Scale the items from the first one through the line containing "[330,157,340,200]", both ends included, and write them out again with their request lines unchanged. Multiply every bounding-box coordinate by 1.8 and round to whole numbers, halves up, and leave the pictures out.

### Extracted information
_ _ _ _ _ _ _
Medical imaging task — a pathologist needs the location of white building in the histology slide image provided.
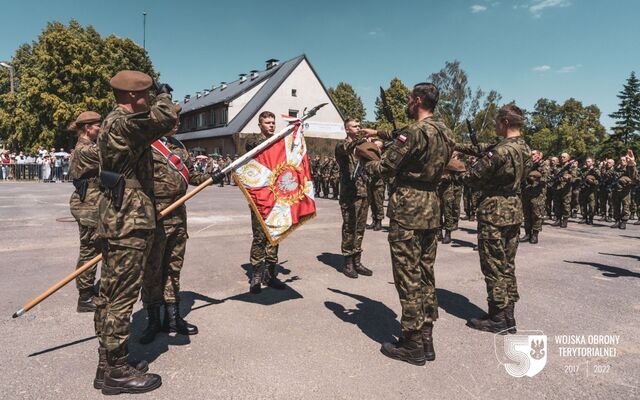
[176,54,345,155]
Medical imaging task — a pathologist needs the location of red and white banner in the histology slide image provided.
[233,116,316,244]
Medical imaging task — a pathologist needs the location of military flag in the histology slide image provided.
[232,116,316,244]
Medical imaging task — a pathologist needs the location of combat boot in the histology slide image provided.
[342,256,358,279]
[467,304,507,335]
[380,331,427,365]
[140,304,162,344]
[76,287,96,312]
[353,253,373,276]
[249,262,266,294]
[162,301,198,335]
[504,303,518,334]
[93,347,149,389]
[422,322,436,361]
[442,229,451,244]
[102,350,162,395]
[262,263,287,290]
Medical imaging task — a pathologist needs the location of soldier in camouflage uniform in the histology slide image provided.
[246,111,287,294]
[580,158,600,225]
[551,153,578,228]
[335,118,373,278]
[438,153,465,244]
[69,111,102,312]
[140,105,210,344]
[365,83,455,365]
[94,71,177,394]
[463,104,532,333]
[519,150,551,244]
[330,157,340,200]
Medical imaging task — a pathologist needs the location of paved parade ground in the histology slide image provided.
[0,183,640,399]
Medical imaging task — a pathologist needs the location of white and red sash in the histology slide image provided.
[151,139,189,185]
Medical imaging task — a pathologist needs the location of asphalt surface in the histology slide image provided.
[0,183,640,399]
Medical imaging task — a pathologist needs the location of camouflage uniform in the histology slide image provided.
[335,139,369,257]
[522,163,551,234]
[69,137,102,290]
[142,137,209,307]
[366,117,454,332]
[95,94,177,354]
[463,137,531,310]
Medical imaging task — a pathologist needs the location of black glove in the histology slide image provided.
[153,79,173,94]
[211,170,224,184]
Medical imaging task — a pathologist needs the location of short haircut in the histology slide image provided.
[258,111,276,122]
[496,104,524,129]
[411,82,440,112]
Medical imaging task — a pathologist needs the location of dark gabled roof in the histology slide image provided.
[176,54,306,140]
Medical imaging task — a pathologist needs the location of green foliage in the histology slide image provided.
[609,72,640,145]
[375,78,410,131]
[0,20,157,149]
[329,82,367,121]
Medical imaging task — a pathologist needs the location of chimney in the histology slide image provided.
[266,58,279,70]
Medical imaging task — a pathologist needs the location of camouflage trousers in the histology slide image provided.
[580,187,597,218]
[142,222,189,307]
[478,222,520,309]
[553,185,571,218]
[367,178,385,221]
[340,197,369,257]
[249,211,278,267]
[522,187,546,232]
[388,220,438,331]
[76,222,102,290]
[439,185,462,231]
[611,188,631,221]
[94,230,153,351]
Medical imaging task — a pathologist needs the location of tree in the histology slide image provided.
[375,78,410,131]
[329,82,367,121]
[609,72,640,146]
[0,20,157,149]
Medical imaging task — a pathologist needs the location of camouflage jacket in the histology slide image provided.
[98,94,177,239]
[335,139,367,203]
[365,117,455,228]
[152,136,210,225]
[69,138,100,228]
[462,136,532,226]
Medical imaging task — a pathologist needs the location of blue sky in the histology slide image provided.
[0,0,640,128]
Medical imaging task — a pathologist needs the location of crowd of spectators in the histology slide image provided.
[0,147,73,182]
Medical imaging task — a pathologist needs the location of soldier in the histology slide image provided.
[246,111,287,294]
[463,104,531,333]
[140,105,210,344]
[320,156,333,199]
[519,150,551,244]
[551,153,578,228]
[438,152,465,244]
[94,71,176,394]
[365,83,455,365]
[580,158,600,225]
[331,157,342,200]
[366,140,385,231]
[335,118,375,278]
[69,111,102,312]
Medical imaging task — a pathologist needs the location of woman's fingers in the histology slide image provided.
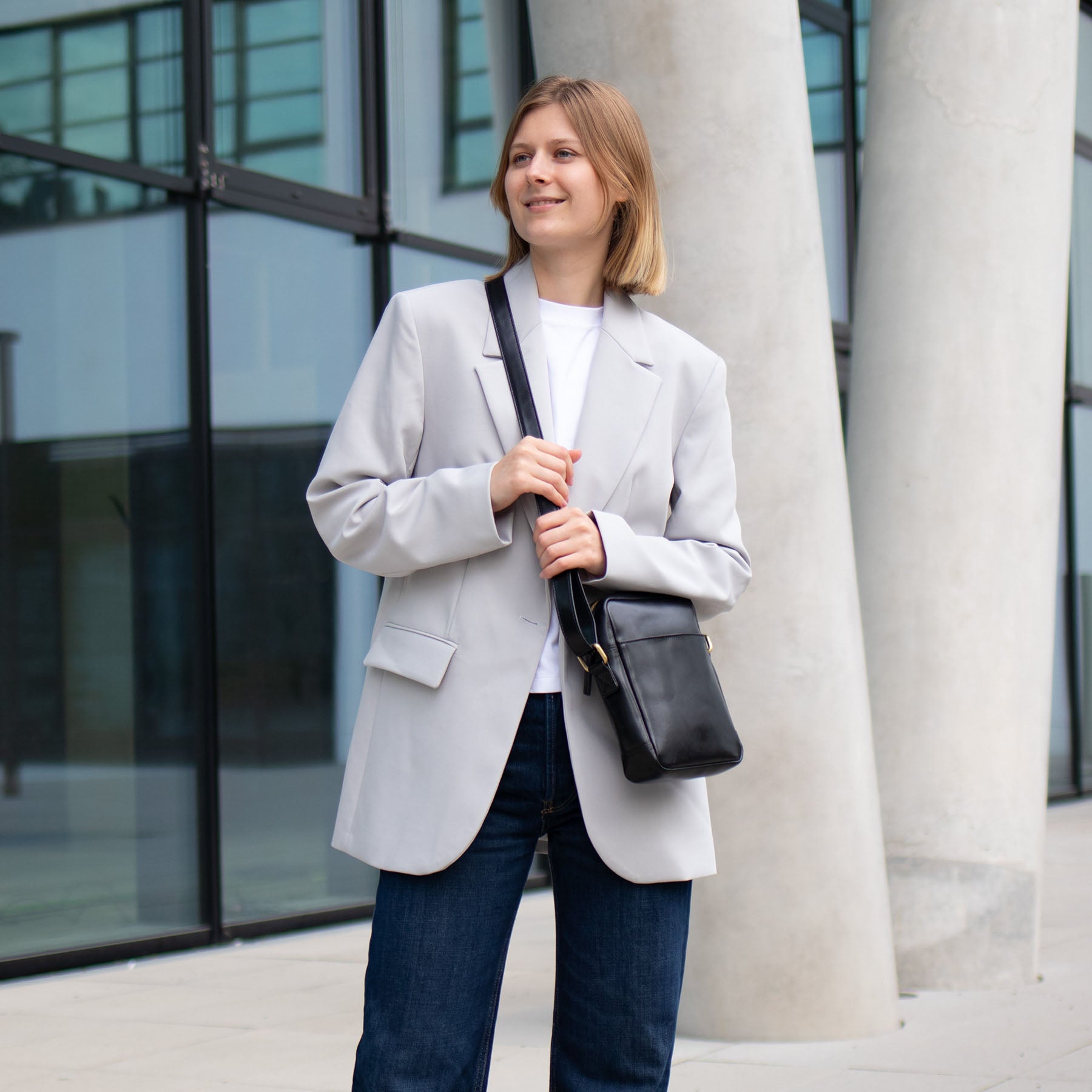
[489,436,581,512]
_ _ _ _ _ _ _
### Final result
Medical imaging task — a pathologist needs the location of white building in the histology slide image provided.
[317,97,621,279]
Medical imaging task — a pathologist needs the location of red and white banner in the histology slide image provided.
[419,209,569,439]
Medical imaging task — a pathologist needs the location of military flag in the histology slide image provided.
[418,209,569,439]
Medical imaging task — a pathologist needs the location of combat boot in the histology slide image provided.
[616,461,644,502]
[841,547,913,603]
[684,596,769,657]
[252,547,292,619]
[137,517,173,562]
[635,455,671,497]
[448,472,479,529]
[292,542,356,603]
[907,545,932,601]
[167,625,268,700]
[760,580,785,650]
[796,412,812,439]
[184,630,292,711]
[472,473,517,522]
Medical imaging task — a pathologist needs the location of soldier in camouflage uniform in the histology slide image provided.
[443,200,517,529]
[1044,284,1080,405]
[992,275,1040,410]
[603,212,671,500]
[788,275,837,439]
[124,200,184,562]
[252,189,378,619]
[657,149,819,657]
[169,128,319,709]
[833,187,958,599]
[934,270,992,439]
[594,283,612,360]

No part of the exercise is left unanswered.